> Exercise description
Copy out the rows in the part that opens with the line containing "Give the segmentation of every instance of the broccoli" and closes with the line containing "M 311 366 L", both lines included and requests kept. Offset every vertex coordinate in the answer outlines by -43, leaving the requests and their format samples unchanged.

> Data records
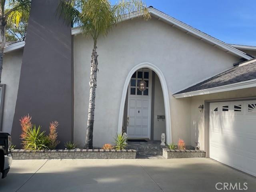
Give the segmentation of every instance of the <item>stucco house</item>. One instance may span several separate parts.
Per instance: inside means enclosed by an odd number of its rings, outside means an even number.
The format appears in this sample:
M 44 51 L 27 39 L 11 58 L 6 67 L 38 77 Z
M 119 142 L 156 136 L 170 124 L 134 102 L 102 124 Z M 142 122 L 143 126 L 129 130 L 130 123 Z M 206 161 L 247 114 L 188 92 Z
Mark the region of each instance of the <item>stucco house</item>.
M 45 130 L 59 121 L 61 146 L 82 145 L 92 41 L 40 1 L 26 42 L 5 49 L 1 130 L 18 145 L 19 119 L 29 113 Z M 94 146 L 122 131 L 151 140 L 164 133 L 168 144 L 199 142 L 207 157 L 255 174 L 256 47 L 227 44 L 149 10 L 149 20 L 131 15 L 98 41 Z

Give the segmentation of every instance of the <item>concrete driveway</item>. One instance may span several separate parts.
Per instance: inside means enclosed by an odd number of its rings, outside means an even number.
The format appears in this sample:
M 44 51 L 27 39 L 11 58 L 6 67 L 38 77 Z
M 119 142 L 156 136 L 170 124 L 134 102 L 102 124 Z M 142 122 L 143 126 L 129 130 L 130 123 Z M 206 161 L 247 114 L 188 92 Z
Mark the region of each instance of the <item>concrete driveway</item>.
M 219 189 L 224 182 L 240 183 L 241 188 L 246 182 L 246 191 L 256 191 L 255 177 L 204 158 L 15 160 L 7 177 L 0 180 L 0 191 L 228 190 L 217 190 L 218 182 Z

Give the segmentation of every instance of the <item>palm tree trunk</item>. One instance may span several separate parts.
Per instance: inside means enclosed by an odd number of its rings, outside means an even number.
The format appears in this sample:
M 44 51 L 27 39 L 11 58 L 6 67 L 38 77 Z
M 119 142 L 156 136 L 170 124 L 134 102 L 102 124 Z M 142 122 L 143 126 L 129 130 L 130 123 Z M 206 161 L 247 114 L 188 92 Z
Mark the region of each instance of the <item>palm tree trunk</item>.
M 94 42 L 92 60 L 91 61 L 91 73 L 90 79 L 90 96 L 88 108 L 88 120 L 85 139 L 84 148 L 86 149 L 92 148 L 92 134 L 95 108 L 95 91 L 97 86 L 97 72 L 98 70 L 98 55 L 96 52 L 96 43 Z
M 3 61 L 4 57 L 4 49 L 6 41 L 5 36 L 5 28 L 6 25 L 3 24 L 3 22 L 0 22 L 0 83 L 2 77 L 2 70 L 3 69 Z

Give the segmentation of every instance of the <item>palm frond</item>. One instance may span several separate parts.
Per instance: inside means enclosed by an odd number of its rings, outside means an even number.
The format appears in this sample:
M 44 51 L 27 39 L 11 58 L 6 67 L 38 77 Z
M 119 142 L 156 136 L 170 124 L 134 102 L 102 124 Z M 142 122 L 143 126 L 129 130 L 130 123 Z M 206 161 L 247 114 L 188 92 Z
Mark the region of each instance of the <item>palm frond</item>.
M 105 36 L 115 23 L 108 0 L 87 0 L 82 10 L 83 33 L 90 34 L 94 38 Z
M 28 18 L 31 0 L 9 0 L 4 14 L 8 22 L 18 27 L 22 17 Z
M 84 0 L 61 1 L 59 4 L 57 12 L 68 24 L 72 26 L 82 24 L 81 22 L 81 10 Z
M 112 10 L 118 20 L 122 20 L 131 14 L 146 20 L 151 18 L 146 5 L 141 0 L 121 0 L 112 6 Z

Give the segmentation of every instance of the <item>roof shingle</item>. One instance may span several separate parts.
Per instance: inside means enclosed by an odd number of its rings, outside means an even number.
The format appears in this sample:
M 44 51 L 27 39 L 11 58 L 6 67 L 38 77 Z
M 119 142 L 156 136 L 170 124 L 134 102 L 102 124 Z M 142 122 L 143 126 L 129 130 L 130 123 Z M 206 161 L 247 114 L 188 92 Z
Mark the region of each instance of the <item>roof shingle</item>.
M 219 74 L 174 95 L 202 90 L 256 79 L 256 60 L 236 67 Z

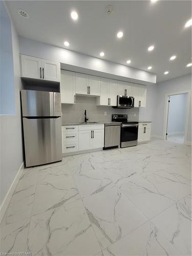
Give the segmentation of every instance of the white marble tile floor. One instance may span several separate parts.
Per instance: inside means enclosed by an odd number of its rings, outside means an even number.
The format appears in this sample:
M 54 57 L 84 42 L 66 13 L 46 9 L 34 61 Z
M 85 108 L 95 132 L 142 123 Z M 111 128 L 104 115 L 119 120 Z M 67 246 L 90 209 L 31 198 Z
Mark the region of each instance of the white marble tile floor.
M 152 139 L 26 168 L 1 224 L 1 253 L 191 254 L 191 147 Z

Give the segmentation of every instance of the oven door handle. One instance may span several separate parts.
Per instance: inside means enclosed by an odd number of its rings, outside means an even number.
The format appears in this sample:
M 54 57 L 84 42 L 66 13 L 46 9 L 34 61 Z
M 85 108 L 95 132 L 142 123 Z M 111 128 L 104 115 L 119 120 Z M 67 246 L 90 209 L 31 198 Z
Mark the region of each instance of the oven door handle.
M 137 127 L 139 124 L 121 124 L 121 127 Z

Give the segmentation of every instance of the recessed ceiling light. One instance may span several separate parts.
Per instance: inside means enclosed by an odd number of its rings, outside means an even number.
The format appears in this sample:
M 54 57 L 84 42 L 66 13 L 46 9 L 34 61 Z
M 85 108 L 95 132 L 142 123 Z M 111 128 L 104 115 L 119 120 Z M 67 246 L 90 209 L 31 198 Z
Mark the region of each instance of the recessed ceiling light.
M 72 12 L 71 12 L 71 17 L 73 19 L 74 19 L 75 20 L 77 19 L 78 19 L 77 12 L 75 12 L 75 11 L 73 11 Z
M 117 36 L 118 38 L 120 38 L 123 35 L 123 33 L 122 31 L 119 31 L 117 34 Z
M 153 51 L 154 48 L 155 48 L 154 46 L 151 46 L 148 48 L 148 51 Z
M 173 60 L 174 59 L 176 58 L 176 56 L 175 55 L 172 56 L 170 58 L 170 60 Z
M 185 28 L 188 28 L 192 25 L 192 18 L 188 20 L 185 25 Z
M 66 46 L 69 46 L 69 42 L 67 41 L 65 41 L 64 45 L 65 45 Z

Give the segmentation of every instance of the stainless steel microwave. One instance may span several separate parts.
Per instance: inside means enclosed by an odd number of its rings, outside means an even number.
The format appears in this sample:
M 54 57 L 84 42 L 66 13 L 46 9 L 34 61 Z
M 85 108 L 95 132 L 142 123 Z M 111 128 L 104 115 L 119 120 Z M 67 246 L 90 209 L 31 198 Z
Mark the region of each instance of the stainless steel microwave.
M 117 95 L 117 106 L 118 109 L 131 109 L 134 107 L 134 97 Z

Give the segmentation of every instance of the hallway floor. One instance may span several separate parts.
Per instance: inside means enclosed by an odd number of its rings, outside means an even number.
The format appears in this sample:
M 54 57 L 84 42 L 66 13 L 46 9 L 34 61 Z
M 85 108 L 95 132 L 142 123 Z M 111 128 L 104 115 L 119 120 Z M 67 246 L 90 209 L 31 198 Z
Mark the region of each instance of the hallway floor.
M 161 140 L 25 169 L 1 252 L 191 255 L 191 147 Z
M 169 135 L 168 140 L 176 143 L 184 143 L 184 134 L 177 134 L 175 135 Z

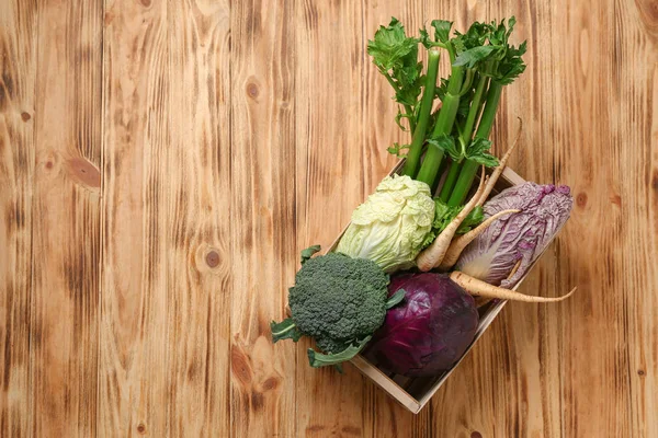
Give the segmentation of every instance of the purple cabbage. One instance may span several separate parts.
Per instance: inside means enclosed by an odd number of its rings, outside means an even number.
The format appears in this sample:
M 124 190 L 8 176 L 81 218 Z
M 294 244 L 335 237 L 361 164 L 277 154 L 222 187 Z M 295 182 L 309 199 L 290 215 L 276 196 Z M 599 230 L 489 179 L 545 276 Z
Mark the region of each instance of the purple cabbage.
M 386 313 L 366 351 L 385 370 L 409 377 L 436 376 L 450 369 L 473 342 L 478 313 L 473 297 L 446 275 L 394 276 L 389 296 L 406 291 Z
M 512 288 L 567 221 L 574 199 L 566 185 L 523 183 L 488 200 L 485 218 L 518 209 L 496 220 L 462 253 L 456 270 L 490 285 Z M 518 261 L 519 269 L 508 279 Z

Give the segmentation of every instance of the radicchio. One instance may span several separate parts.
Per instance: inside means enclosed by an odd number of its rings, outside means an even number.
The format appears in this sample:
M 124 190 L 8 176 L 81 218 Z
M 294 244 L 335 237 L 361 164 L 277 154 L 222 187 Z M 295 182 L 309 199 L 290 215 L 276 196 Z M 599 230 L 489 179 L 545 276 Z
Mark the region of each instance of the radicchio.
M 502 191 L 484 206 L 485 219 L 508 209 L 462 253 L 456 270 L 512 288 L 567 221 L 574 199 L 566 185 L 523 183 Z M 508 279 L 518 261 L 519 269 Z

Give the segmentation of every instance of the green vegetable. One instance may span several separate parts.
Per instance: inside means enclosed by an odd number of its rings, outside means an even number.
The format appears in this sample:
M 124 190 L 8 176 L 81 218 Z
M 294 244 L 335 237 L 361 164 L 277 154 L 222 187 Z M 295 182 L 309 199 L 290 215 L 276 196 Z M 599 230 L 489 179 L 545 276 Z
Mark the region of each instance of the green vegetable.
M 371 260 L 385 272 L 413 266 L 434 219 L 430 187 L 409 176 L 387 176 L 352 214 L 337 252 Z
M 402 297 L 387 300 L 388 275 L 374 262 L 340 253 L 308 258 L 319 247 L 303 252 L 304 264 L 288 290 L 292 316 L 272 322 L 272 341 L 310 336 L 327 355 L 308 351 L 313 367 L 350 360 L 384 323 L 386 310 Z
M 398 113 L 409 120 L 411 131 L 416 128 L 416 106 L 421 88 L 422 64 L 418 62 L 418 38 L 408 37 L 405 27 L 395 18 L 388 26 L 379 26 L 375 38 L 367 42 L 367 54 L 395 91 L 395 100 L 405 108 Z M 400 125 L 401 127 L 401 125 Z
M 458 169 L 458 172 L 449 172 L 446 184 L 444 184 L 441 192 L 441 198 L 447 201 L 450 206 L 458 206 L 464 203 L 480 164 L 487 166 L 497 165 L 497 160 L 488 153 L 491 143 L 487 139 L 494 126 L 494 118 L 496 117 L 500 102 L 502 87 L 512 83 L 525 70 L 525 64 L 522 59 L 526 48 L 525 42 L 519 47 L 509 44 L 509 38 L 515 23 L 517 20 L 512 16 L 508 21 L 507 26 L 504 20 L 501 20 L 498 24 L 494 21 L 486 25 L 489 45 L 483 46 L 479 50 L 473 48 L 462 53 L 453 64 L 469 66 L 478 57 L 486 60 L 481 62 L 480 59 L 480 67 L 478 68 L 480 79 L 475 93 L 477 99 L 474 97 L 468 118 L 466 119 L 464 129 L 460 134 L 460 142 L 462 145 L 469 143 L 464 152 L 466 160 Z M 486 50 L 483 50 L 485 47 Z M 475 120 L 479 116 L 483 105 L 480 99 L 484 95 L 484 88 L 487 87 L 485 85 L 487 81 L 489 81 L 489 85 L 486 93 L 486 104 L 484 105 L 484 111 L 481 111 L 475 138 L 470 139 Z M 455 177 L 456 173 L 458 173 L 458 176 Z M 454 188 L 452 184 L 454 184 Z M 450 197 L 447 196 L 449 193 Z
M 429 246 L 434 239 L 441 234 L 441 232 L 447 227 L 450 222 L 460 214 L 462 206 L 450 207 L 441 199 L 434 199 L 435 214 L 434 220 L 432 221 L 432 231 L 427 235 L 423 243 L 423 247 Z M 468 231 L 476 228 L 485 219 L 483 207 L 477 206 L 466 216 L 460 228 L 457 228 L 456 234 L 465 234 Z

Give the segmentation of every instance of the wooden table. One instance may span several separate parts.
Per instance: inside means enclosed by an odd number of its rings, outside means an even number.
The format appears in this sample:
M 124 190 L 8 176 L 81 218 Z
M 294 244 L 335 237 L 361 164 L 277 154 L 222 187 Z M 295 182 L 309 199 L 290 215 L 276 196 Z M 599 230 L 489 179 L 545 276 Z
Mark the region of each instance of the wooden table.
M 515 14 L 495 151 L 575 210 L 431 406 L 272 345 L 405 140 L 392 15 Z M 0 2 L 0 436 L 658 436 L 655 0 Z

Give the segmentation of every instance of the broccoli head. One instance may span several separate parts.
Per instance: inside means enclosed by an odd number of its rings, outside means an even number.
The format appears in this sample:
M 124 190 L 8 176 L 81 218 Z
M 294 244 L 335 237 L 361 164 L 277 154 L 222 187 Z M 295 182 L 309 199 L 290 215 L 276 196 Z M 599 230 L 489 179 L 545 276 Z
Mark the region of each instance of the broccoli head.
M 361 339 L 384 323 L 387 285 L 388 276 L 368 260 L 338 253 L 311 258 L 290 289 L 293 321 L 316 339 Z
M 311 366 L 337 365 L 351 359 L 383 323 L 390 307 L 388 275 L 374 262 L 329 253 L 310 258 L 313 246 L 302 253 L 302 268 L 288 290 L 292 318 L 272 322 L 274 342 L 315 338 L 329 355 L 309 350 Z M 401 297 L 396 297 L 397 302 Z

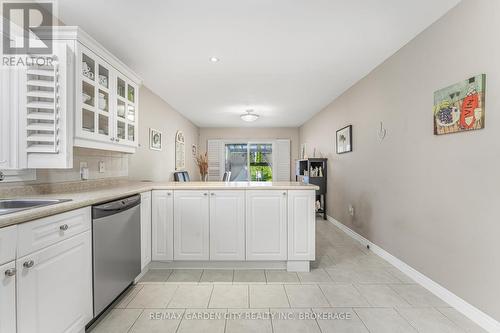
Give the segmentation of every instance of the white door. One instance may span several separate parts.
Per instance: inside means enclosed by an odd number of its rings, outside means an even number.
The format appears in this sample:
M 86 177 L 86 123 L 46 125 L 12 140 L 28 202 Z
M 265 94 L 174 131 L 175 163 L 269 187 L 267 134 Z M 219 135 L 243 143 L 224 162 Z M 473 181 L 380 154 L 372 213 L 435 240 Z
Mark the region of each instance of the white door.
M 286 190 L 247 191 L 247 260 L 287 259 L 286 197 Z
M 0 333 L 16 331 L 16 262 L 0 266 Z
M 152 191 L 151 260 L 174 259 L 174 196 L 172 191 Z
M 17 332 L 81 332 L 92 319 L 91 232 L 16 261 Z
M 288 260 L 315 259 L 315 191 L 288 191 Z
M 210 260 L 245 260 L 245 191 L 210 192 Z
M 151 192 L 141 193 L 141 269 L 151 261 Z
M 208 191 L 174 191 L 174 260 L 208 260 Z

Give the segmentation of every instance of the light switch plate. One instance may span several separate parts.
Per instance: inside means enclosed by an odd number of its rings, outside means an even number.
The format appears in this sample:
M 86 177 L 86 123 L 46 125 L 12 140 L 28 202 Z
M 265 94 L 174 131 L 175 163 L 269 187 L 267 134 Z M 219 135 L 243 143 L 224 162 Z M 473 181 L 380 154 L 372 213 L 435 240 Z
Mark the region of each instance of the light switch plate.
M 104 173 L 106 172 L 106 164 L 104 161 L 99 161 L 99 173 Z

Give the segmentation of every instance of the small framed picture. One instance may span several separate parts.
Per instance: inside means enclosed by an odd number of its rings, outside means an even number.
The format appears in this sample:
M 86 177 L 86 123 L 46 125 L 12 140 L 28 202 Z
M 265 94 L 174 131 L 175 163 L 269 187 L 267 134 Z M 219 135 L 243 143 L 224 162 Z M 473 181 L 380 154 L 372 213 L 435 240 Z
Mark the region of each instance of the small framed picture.
M 160 131 L 153 128 L 149 129 L 149 149 L 161 150 L 161 137 Z
M 349 125 L 337 131 L 337 154 L 344 154 L 351 151 L 352 125 Z

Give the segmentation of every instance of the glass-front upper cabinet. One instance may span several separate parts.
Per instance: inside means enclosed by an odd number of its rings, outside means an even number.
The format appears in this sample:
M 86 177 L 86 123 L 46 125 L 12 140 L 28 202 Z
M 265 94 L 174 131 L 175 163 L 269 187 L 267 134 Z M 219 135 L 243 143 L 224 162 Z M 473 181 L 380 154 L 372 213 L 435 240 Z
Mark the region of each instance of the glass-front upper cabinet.
M 118 74 L 116 92 L 116 141 L 137 146 L 137 86 Z
M 77 136 L 109 142 L 111 137 L 110 66 L 93 52 L 81 48 L 77 99 Z

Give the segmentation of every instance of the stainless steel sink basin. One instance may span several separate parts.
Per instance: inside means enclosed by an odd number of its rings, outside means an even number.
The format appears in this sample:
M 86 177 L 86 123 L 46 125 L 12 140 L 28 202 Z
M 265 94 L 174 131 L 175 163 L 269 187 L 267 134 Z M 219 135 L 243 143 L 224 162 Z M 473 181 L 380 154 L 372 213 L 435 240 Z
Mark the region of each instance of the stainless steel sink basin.
M 66 201 L 71 201 L 71 199 L 0 199 L 0 215 Z

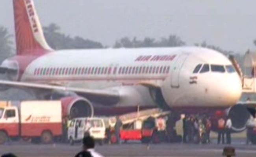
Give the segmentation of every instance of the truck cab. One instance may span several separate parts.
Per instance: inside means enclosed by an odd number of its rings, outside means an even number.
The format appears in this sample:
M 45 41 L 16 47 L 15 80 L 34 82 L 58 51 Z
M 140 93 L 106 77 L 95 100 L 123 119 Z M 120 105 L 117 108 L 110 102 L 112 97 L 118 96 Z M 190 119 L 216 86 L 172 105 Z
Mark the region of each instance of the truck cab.
M 6 142 L 10 138 L 19 136 L 19 124 L 17 107 L 0 108 L 0 144 Z

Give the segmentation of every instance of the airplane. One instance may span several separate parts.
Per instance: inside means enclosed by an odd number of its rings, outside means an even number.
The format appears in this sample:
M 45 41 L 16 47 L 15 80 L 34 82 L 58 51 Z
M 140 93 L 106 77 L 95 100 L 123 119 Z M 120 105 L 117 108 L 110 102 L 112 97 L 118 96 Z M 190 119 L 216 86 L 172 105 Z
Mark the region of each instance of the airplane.
M 241 96 L 241 78 L 219 52 L 196 47 L 54 50 L 33 0 L 13 3 L 17 55 L 0 66 L 8 78 L 0 84 L 37 99 L 60 99 L 71 117 L 118 114 L 138 106 L 229 111 Z M 236 108 L 232 113 L 241 114 Z

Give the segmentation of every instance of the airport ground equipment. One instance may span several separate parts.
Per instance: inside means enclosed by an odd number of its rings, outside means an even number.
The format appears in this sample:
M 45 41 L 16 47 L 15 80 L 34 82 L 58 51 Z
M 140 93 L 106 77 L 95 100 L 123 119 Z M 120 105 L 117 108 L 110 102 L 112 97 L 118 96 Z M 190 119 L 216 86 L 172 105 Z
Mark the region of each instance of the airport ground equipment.
M 77 118 L 71 120 L 68 129 L 68 139 L 70 145 L 80 142 L 87 136 L 93 137 L 102 144 L 105 138 L 106 128 L 103 119 L 100 118 Z
M 139 140 L 143 143 L 157 143 L 168 139 L 166 122 L 170 114 L 169 111 L 152 109 L 120 115 L 118 117 L 122 124 L 120 139 L 125 142 Z M 107 139 L 111 143 L 117 142 L 114 129 L 117 118 L 113 117 L 105 120 Z
M 60 101 L 23 101 L 0 108 L 0 144 L 20 138 L 50 143 L 62 134 Z

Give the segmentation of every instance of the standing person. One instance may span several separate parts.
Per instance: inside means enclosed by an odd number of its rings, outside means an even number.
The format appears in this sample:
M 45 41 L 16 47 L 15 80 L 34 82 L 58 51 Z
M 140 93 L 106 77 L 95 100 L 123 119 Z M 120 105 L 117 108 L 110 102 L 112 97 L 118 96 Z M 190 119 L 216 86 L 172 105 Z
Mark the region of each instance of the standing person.
M 207 142 L 209 143 L 211 142 L 210 140 L 210 134 L 211 133 L 211 122 L 209 117 L 206 117 L 204 123 L 205 126 L 206 140 L 207 141 Z
M 115 134 L 117 138 L 117 143 L 120 144 L 121 143 L 120 140 L 120 128 L 122 126 L 122 124 L 119 116 L 117 117 L 117 122 L 115 125 Z
M 218 120 L 218 144 L 221 142 L 221 138 L 222 139 L 222 144 L 224 144 L 224 133 L 225 129 L 225 120 L 221 117 Z
M 187 115 L 185 115 L 185 117 L 182 119 L 183 128 L 183 137 L 182 137 L 182 141 L 183 143 L 187 143 L 187 123 L 188 119 Z
M 187 121 L 187 137 L 188 139 L 188 141 L 187 141 L 187 142 L 191 142 L 192 141 L 192 134 L 194 132 L 192 120 L 192 116 L 190 115 L 188 118 Z
M 95 146 L 95 142 L 93 137 L 89 136 L 84 137 L 83 139 L 83 150 L 82 152 L 89 152 L 93 157 L 103 157 L 102 155 L 95 151 L 94 149 Z
M 227 143 L 230 144 L 231 143 L 231 137 L 230 132 L 231 132 L 231 127 L 232 127 L 232 121 L 230 117 L 228 118 L 226 123 L 226 133 Z
M 197 117 L 195 118 L 194 120 L 193 125 L 194 128 L 194 133 L 193 134 L 193 142 L 196 143 L 200 142 L 200 132 L 199 131 L 199 123 Z M 196 141 L 195 141 L 196 140 Z

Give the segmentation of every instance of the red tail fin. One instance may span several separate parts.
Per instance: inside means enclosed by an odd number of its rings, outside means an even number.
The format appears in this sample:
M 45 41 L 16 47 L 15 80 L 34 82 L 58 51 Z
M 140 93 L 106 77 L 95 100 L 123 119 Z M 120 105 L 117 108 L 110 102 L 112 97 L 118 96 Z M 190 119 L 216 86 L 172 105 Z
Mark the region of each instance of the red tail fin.
M 51 51 L 33 0 L 13 0 L 17 55 Z

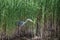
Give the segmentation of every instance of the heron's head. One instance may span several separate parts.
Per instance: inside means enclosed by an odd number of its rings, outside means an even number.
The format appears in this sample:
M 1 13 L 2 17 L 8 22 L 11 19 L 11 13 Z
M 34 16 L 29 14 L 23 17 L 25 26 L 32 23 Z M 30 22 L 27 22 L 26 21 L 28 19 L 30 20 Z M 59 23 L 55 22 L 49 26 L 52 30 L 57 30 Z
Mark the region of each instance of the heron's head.
M 26 21 L 30 21 L 30 22 L 34 23 L 34 21 L 32 19 L 27 19 Z

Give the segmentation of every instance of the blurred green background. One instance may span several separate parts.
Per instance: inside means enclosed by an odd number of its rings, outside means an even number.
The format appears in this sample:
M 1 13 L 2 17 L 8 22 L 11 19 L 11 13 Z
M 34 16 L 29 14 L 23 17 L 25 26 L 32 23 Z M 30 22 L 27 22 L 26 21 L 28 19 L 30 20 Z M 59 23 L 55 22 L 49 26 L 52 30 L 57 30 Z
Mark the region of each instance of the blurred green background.
M 6 32 L 10 32 L 16 28 L 17 21 L 30 18 L 36 22 L 37 17 L 41 25 L 49 18 L 59 24 L 60 0 L 0 0 L 1 30 L 6 27 Z

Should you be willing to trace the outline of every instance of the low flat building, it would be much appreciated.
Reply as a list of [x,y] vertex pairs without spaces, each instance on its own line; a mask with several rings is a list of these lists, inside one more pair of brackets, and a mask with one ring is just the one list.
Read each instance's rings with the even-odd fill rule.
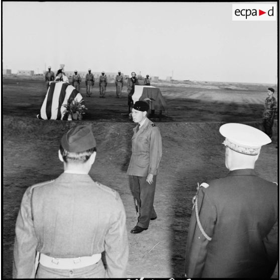
[[11,69],[3,69],[3,75],[12,75]]
[[34,71],[33,70],[18,70],[17,75],[19,76],[34,76]]

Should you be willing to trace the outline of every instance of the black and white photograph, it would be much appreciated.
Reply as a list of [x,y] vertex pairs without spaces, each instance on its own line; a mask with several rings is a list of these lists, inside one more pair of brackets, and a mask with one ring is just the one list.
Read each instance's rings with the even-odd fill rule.
[[278,4],[3,1],[2,278],[278,278]]

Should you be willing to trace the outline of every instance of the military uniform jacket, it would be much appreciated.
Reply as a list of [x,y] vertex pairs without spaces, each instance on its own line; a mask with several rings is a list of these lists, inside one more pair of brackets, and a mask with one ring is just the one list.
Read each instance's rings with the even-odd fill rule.
[[162,136],[160,129],[148,118],[136,132],[133,128],[132,155],[126,174],[147,176],[157,175],[162,155]]
[[52,71],[50,72],[47,71],[46,72],[45,80],[46,82],[51,82],[52,81],[54,81],[54,73]]
[[95,80],[94,79],[94,76],[92,73],[90,74],[88,73],[86,75],[85,81],[86,83],[88,83],[89,82],[91,82],[92,84],[94,83]]
[[138,85],[139,82],[137,78],[135,79],[135,82],[133,82],[133,79],[130,78],[127,80],[127,93],[128,95],[132,95],[134,93],[134,86],[135,85]]
[[13,278],[34,278],[36,251],[57,258],[105,250],[106,277],[125,276],[125,213],[119,195],[87,174],[62,173],[25,192],[16,225]]
[[99,77],[99,85],[107,85],[107,76],[106,75],[102,76],[102,75]]
[[276,98],[272,96],[271,98],[266,97],[264,102],[264,110],[262,114],[263,118],[270,118],[273,115],[273,110],[277,107]]
[[187,243],[187,277],[268,278],[278,258],[277,186],[253,169],[234,170],[201,187]]
[[77,82],[78,83],[80,83],[82,81],[82,78],[80,76],[79,74],[77,74],[77,75],[74,74],[72,76],[72,82],[74,83],[74,82]]
[[122,85],[122,83],[123,82],[123,77],[122,77],[122,75],[120,75],[120,76],[117,75],[115,79],[115,83],[116,85],[118,83],[121,83],[121,84]]

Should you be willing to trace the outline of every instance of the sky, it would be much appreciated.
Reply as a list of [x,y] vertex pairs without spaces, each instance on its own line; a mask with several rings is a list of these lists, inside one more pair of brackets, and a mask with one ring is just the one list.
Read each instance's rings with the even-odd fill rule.
[[3,2],[3,68],[275,84],[277,21],[233,21],[234,3]]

> Answer to this task
Give the segmentation of every instance of the broccoli head. One instance may span several separate parts.
Per instance: inside means enclosed by an odd number of its rings, outside means an even number.
The format appears in this sample:
M 124 190 L 8 176 L 81 218 Z
M 294 244 L 335 237 L 361 164 L 277 154 L 222 187 Z M 295 182 L 309 199 L 290 215 L 276 196 Z M 599 230 L 489 179 L 545 276 Z
Mark the region of each instance of the broccoli head.
M 318 296 L 341 280 L 344 242 L 345 233 L 325 217 L 295 210 L 268 215 L 247 246 L 250 278 L 273 296 Z
M 268 323 L 294 322 L 308 316 L 340 280 L 347 264 L 345 232 L 331 219 L 286 210 L 267 215 L 270 203 L 259 210 L 259 225 L 245 247 L 249 275 L 229 279 L 231 299 L 272 295 L 286 312 L 266 307 Z M 358 254 L 353 254 L 354 259 Z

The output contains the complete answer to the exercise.